Required task
Update the records from the line containing "# test: pointer marks the bird's foot" through the end by replacing "Query" with "Target" and leaving everything else unchanged. Return only those lines, and leave the pictures out of your answer.

Position identification records
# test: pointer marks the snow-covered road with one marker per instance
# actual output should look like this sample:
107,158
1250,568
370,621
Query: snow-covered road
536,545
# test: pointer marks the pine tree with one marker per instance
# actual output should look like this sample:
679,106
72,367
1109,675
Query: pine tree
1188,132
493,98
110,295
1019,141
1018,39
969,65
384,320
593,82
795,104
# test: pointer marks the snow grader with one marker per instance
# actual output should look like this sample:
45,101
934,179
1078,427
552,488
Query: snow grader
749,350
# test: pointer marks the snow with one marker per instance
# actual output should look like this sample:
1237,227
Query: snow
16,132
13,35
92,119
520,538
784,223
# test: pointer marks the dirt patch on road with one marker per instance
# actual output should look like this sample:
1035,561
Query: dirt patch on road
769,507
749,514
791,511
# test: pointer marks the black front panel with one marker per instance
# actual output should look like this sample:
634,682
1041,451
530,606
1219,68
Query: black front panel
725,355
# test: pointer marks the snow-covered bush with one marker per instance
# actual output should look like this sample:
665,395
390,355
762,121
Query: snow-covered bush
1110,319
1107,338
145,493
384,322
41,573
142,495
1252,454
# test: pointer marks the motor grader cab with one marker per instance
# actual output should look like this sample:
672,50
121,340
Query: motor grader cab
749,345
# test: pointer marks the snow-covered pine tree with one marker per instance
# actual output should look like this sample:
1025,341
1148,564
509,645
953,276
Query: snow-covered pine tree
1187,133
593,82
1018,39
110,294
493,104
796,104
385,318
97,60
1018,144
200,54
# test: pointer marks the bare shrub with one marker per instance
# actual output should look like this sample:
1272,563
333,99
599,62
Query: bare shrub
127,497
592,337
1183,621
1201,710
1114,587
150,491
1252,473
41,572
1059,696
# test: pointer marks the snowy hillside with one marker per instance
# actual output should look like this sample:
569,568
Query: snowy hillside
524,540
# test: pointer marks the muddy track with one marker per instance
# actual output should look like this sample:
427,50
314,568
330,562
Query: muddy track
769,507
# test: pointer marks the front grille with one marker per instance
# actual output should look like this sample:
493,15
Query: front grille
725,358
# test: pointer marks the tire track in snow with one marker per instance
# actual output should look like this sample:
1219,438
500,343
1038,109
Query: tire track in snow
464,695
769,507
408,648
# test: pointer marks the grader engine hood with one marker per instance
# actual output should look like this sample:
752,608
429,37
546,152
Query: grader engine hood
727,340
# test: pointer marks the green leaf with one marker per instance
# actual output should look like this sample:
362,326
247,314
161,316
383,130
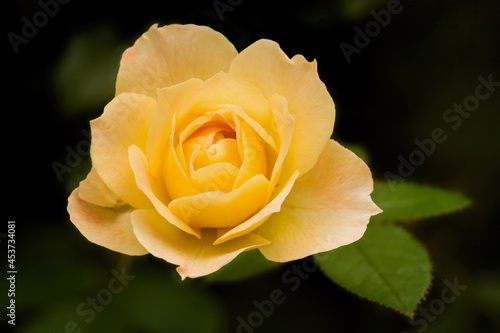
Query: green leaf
247,264
386,265
410,201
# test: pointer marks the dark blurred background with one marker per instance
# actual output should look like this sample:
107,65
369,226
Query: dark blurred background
395,89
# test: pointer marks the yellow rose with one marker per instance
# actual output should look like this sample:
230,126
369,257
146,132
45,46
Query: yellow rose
205,152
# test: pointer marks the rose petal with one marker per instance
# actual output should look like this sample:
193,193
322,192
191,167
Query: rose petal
256,220
223,89
94,191
124,122
169,101
267,67
172,54
108,227
151,189
253,155
195,257
218,209
328,207
284,127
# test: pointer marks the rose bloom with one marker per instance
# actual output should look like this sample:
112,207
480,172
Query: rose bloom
205,153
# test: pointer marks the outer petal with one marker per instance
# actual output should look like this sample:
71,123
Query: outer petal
328,207
108,227
172,54
125,122
196,257
94,191
267,67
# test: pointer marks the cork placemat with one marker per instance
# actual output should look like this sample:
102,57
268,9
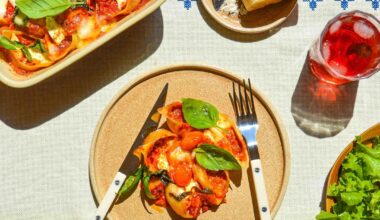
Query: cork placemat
124,116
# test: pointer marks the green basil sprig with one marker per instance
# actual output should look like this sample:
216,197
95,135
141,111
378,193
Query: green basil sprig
199,114
15,45
145,180
215,158
24,50
36,9
130,184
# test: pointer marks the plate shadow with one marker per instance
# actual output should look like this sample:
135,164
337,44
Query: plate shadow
320,109
27,108
292,20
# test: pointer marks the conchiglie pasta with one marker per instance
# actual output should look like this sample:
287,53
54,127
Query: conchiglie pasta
154,149
173,114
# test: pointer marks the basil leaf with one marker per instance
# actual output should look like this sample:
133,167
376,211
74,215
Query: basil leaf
24,50
8,44
215,158
199,114
39,46
130,184
145,180
36,9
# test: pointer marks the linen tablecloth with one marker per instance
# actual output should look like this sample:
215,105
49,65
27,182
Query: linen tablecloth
46,130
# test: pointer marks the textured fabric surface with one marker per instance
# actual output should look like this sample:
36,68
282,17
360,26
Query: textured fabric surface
46,130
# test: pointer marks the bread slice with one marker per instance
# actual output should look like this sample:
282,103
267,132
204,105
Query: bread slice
251,5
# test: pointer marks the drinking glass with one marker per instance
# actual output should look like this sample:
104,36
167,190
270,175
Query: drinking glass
348,49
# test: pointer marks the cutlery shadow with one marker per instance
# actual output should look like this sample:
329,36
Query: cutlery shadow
320,109
27,108
292,20
253,193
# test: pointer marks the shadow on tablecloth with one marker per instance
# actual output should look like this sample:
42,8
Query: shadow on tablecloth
292,20
319,109
30,107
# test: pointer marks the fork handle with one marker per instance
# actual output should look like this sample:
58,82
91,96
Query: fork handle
110,196
261,193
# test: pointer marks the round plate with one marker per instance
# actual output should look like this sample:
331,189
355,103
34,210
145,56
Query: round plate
124,116
254,22
334,173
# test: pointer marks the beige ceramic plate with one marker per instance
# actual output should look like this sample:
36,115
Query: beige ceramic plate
334,173
124,116
8,77
254,22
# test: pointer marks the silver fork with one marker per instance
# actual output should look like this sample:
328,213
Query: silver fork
248,125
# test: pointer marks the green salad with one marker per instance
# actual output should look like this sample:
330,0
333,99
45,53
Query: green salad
357,192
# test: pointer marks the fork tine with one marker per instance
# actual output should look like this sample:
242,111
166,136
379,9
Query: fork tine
252,101
246,98
235,100
241,100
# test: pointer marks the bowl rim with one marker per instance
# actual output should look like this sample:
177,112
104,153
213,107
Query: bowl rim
256,30
333,175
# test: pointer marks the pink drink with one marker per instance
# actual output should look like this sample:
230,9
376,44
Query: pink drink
348,49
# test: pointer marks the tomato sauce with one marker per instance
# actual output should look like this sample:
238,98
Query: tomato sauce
157,189
219,181
108,8
152,158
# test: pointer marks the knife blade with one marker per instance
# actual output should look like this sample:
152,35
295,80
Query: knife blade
131,162
218,4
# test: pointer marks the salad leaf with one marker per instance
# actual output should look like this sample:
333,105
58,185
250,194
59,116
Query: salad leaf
329,216
215,158
351,198
43,8
200,114
357,192
371,166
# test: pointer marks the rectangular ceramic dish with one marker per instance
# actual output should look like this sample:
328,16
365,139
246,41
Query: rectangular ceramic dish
8,77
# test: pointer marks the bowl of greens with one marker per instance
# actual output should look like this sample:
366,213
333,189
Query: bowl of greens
353,185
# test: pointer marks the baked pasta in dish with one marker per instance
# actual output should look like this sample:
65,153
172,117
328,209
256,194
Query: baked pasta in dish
36,34
187,165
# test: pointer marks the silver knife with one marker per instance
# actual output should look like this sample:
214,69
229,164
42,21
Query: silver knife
131,162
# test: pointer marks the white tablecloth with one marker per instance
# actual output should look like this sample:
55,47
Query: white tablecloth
46,130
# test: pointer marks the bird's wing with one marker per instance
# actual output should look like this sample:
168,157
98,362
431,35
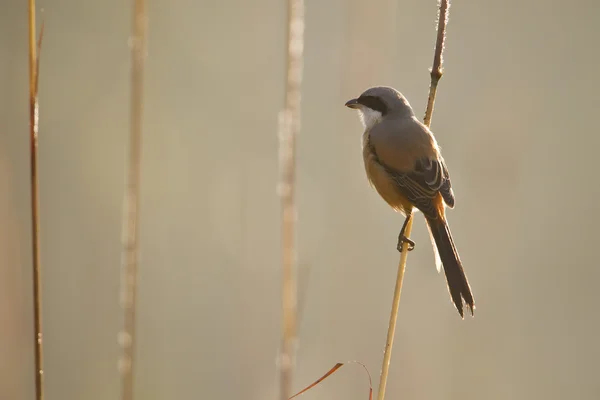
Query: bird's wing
409,154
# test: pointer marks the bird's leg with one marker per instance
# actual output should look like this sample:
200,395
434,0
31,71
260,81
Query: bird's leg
403,239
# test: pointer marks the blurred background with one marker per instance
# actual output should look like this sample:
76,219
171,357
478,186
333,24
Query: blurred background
515,115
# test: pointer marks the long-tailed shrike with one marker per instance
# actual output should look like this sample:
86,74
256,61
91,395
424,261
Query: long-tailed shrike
404,164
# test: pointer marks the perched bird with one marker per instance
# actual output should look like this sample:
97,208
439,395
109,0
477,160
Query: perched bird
404,164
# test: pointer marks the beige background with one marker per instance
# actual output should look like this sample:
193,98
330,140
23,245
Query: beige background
516,116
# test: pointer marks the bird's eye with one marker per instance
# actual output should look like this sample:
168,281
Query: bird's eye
374,103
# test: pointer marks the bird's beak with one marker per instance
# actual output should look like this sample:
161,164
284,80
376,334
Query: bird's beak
353,103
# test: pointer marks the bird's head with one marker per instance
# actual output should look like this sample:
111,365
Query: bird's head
378,102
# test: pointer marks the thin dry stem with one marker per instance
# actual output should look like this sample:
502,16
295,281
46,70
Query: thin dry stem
436,75
289,128
35,216
437,69
131,203
387,355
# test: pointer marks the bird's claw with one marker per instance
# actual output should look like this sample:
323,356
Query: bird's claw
403,239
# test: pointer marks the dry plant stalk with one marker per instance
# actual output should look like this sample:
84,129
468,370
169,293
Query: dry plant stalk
131,202
288,129
436,75
331,372
34,66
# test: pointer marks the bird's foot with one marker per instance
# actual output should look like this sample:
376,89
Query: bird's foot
403,239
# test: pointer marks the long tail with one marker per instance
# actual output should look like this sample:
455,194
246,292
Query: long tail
458,285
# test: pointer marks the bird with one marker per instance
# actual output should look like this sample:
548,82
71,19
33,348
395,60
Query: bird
404,164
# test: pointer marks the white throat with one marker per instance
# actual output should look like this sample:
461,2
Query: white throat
369,117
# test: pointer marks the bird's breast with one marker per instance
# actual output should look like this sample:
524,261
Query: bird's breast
382,181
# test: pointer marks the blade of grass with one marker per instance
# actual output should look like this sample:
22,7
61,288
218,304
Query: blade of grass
131,202
436,75
34,50
331,372
288,129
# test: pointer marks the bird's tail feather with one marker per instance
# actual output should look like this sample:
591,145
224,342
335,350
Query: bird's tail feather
458,285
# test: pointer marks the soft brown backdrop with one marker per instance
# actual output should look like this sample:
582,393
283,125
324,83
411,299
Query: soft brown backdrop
516,116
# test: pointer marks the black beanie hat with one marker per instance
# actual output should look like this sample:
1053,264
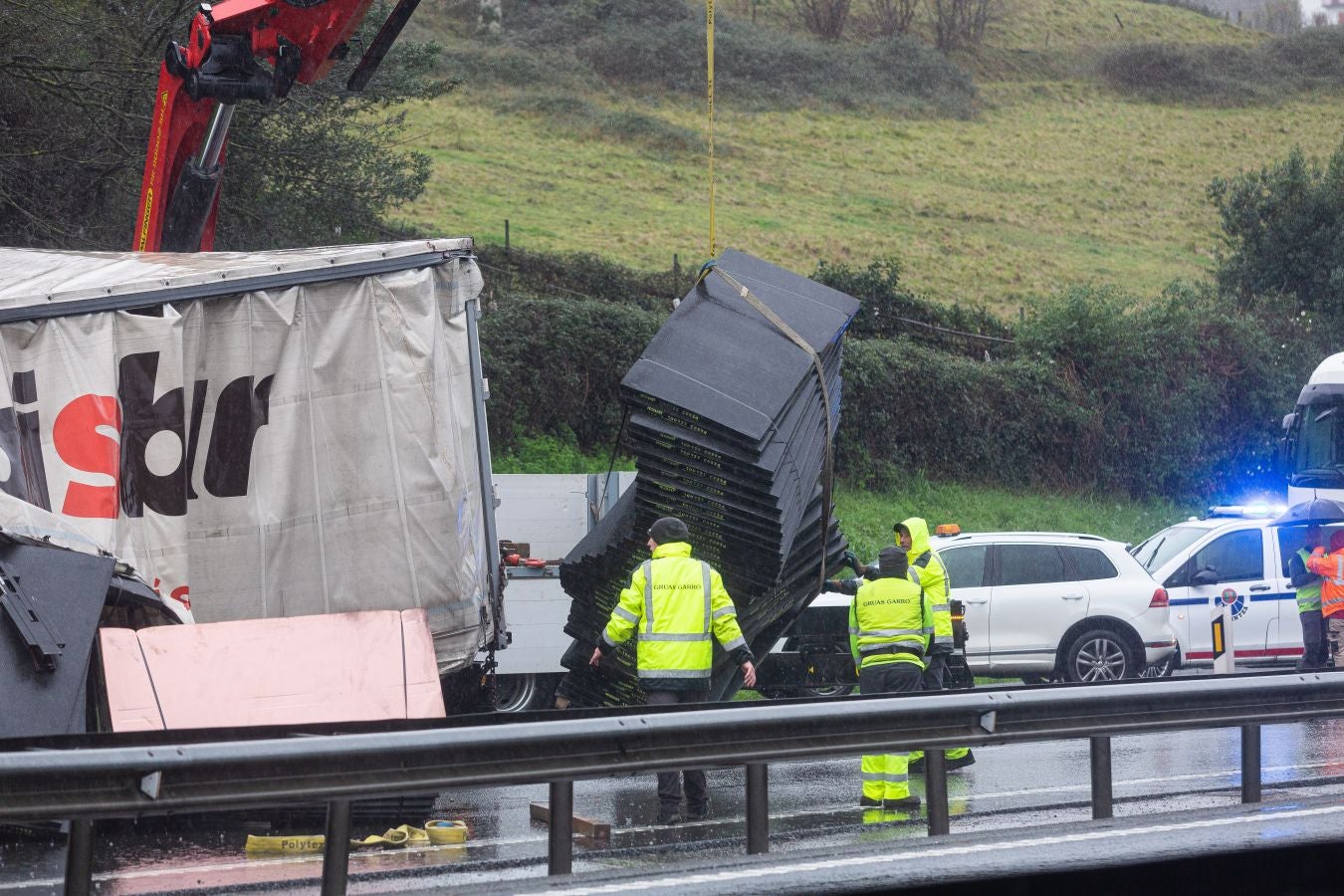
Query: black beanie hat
893,563
668,530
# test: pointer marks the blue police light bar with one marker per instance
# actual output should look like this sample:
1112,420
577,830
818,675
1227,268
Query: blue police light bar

Solution to the problem
# test: pointer marks the bird's foot with one marker per instance
# actual output should look like this sample:
376,89
Target: bird's foot
403,239
# test: pointer marks the long tail with one marker per instance
# actual output should look like this sample:
455,194
246,292
Target: long tail
458,285
# test: pointer marks the bird with one marker per instance
# actual output should look like this sample:
548,82
71,19
33,348
395,60
Target: bird
404,164
# test: pointer marks the white throat with one marker per instance
# actual output should look like this sample:
461,2
Target: white throat
369,117
# test: pointer marks the bird's breast with one marker per instance
# actual output should look like this sample:
524,261
Target: bird's breast
382,181
# test: pointer marks the blade of grass with one marker per instance
# actual output should look like this sample:
22,7
61,288
218,304
Target: blade of grass
131,202
436,75
34,50
331,372
288,129
# test: pointer marks the bird's tail feather with one marker per instance
# actual output should look like this sample:
591,145
224,342
335,350
Target: bird's tail feather
458,285
# test: pointer marks the soft brown backdrop with one marker per instance
# actual output should look like this sample:
582,393
283,125
324,83
411,299
Target: soft brown backdrop
516,116
# test: pointer marks the black beanie hat with one marker per instance
# actual output should look like this sample:
1053,264
Target: black beanie hat
893,563
668,530
# test: pointer marks the blue police light bar with one marker per instance
# actual output should look like this sample:
1112,420
577,830
818,675
1227,268
Target: blue police light bar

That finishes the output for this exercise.